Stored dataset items
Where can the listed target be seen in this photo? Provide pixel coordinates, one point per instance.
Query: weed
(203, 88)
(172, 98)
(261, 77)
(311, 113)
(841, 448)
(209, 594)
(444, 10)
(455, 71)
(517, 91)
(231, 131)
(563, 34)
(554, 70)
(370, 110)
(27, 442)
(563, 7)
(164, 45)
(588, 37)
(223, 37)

● **Assigned task**
Each line of the data is to be retyped exactly as shown.

● **Problem solution**
Where can the listed target be seen in this photo? Provide pixel coordinates, one point per instance.
Query: weed
(203, 88)
(172, 98)
(261, 77)
(311, 113)
(841, 448)
(209, 594)
(444, 10)
(455, 71)
(517, 91)
(231, 131)
(563, 34)
(554, 70)
(370, 110)
(27, 442)
(563, 7)
(164, 45)
(588, 37)
(223, 37)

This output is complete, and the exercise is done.